Exercise goal: Please gather every line of the data below that contains the word "hoof" and copy each of those lines in full.
── Entries shown ──
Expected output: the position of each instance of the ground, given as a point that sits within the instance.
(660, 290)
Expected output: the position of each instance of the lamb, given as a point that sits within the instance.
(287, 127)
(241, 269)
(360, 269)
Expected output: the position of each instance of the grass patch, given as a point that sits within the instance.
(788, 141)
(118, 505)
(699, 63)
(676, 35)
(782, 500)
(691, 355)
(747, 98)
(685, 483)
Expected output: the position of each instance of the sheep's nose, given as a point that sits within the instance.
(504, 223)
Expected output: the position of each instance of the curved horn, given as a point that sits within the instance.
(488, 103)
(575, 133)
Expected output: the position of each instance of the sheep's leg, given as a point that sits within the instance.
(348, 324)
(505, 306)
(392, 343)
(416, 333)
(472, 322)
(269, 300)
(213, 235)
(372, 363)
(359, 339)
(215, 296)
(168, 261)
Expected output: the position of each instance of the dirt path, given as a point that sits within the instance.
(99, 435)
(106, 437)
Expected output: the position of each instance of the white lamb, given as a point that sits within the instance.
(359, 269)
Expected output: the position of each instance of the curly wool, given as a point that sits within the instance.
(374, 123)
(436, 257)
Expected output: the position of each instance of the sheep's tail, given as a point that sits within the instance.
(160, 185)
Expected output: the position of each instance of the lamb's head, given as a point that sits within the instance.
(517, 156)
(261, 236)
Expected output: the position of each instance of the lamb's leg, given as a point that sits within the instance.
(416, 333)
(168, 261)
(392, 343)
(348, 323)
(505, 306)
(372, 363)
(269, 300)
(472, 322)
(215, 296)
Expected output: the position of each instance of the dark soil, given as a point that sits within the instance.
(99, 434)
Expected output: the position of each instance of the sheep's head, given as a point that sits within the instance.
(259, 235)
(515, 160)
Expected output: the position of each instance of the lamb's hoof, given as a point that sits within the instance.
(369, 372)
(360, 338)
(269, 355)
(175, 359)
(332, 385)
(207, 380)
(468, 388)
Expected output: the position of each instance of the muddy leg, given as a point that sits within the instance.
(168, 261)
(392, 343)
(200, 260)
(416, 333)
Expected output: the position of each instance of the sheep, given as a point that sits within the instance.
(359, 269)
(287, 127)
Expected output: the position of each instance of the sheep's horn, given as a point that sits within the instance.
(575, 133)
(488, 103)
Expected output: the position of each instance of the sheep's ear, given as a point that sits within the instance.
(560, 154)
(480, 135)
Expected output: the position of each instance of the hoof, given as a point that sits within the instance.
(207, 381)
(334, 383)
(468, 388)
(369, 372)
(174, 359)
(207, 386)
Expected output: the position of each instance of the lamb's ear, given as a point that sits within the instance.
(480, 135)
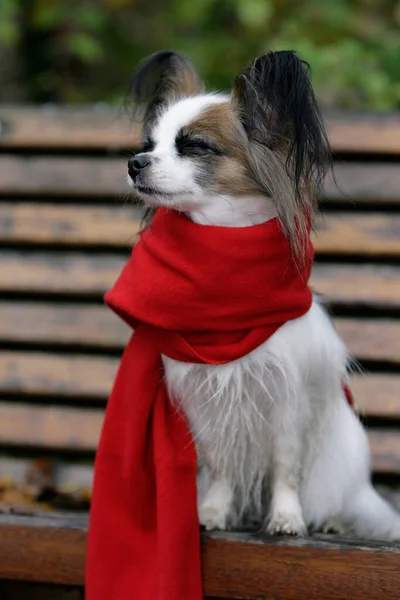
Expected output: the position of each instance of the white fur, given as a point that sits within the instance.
(278, 416)
(276, 439)
(177, 176)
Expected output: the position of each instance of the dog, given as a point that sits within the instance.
(277, 442)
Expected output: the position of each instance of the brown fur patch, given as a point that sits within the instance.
(231, 173)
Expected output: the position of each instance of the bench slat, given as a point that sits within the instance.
(78, 274)
(46, 374)
(34, 223)
(49, 549)
(87, 325)
(107, 177)
(69, 476)
(84, 376)
(98, 128)
(369, 285)
(116, 227)
(74, 429)
(78, 430)
(354, 234)
(36, 272)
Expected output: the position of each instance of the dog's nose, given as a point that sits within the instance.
(137, 163)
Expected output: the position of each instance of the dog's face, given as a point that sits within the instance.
(265, 140)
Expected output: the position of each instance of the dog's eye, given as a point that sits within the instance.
(148, 146)
(195, 148)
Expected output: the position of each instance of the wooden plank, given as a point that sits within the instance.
(66, 475)
(101, 127)
(95, 128)
(89, 377)
(78, 429)
(60, 324)
(29, 271)
(88, 325)
(358, 182)
(20, 590)
(76, 274)
(371, 339)
(117, 227)
(107, 177)
(35, 176)
(351, 132)
(44, 374)
(377, 395)
(50, 426)
(49, 549)
(354, 234)
(42, 224)
(385, 450)
(366, 285)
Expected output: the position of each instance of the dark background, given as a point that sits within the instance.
(84, 51)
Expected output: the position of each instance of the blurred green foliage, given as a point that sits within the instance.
(85, 51)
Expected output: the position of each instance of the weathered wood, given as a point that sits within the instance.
(94, 128)
(107, 177)
(98, 128)
(49, 549)
(354, 234)
(377, 395)
(69, 225)
(44, 374)
(58, 273)
(117, 227)
(75, 428)
(350, 132)
(91, 325)
(61, 324)
(38, 175)
(67, 475)
(366, 285)
(50, 426)
(20, 590)
(385, 450)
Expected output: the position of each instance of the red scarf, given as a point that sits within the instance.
(197, 294)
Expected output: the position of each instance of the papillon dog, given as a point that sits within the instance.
(237, 160)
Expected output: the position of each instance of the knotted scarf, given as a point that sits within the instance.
(199, 294)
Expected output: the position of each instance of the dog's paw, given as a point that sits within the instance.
(211, 517)
(283, 523)
(333, 525)
(215, 508)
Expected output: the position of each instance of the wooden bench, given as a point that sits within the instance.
(66, 228)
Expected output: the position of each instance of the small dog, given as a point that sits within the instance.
(276, 439)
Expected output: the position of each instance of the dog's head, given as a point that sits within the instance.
(264, 140)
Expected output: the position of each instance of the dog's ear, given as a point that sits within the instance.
(288, 145)
(278, 110)
(159, 79)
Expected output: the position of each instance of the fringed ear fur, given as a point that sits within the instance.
(159, 79)
(278, 110)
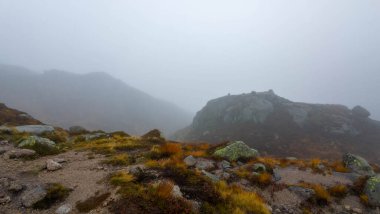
───
Correct answer:
Expected output: the position of each instance of the lamb's hoof, given as a point that sits within the instance.
Expected output: the position of each instance of the hoof, given as a point that sits within the instance.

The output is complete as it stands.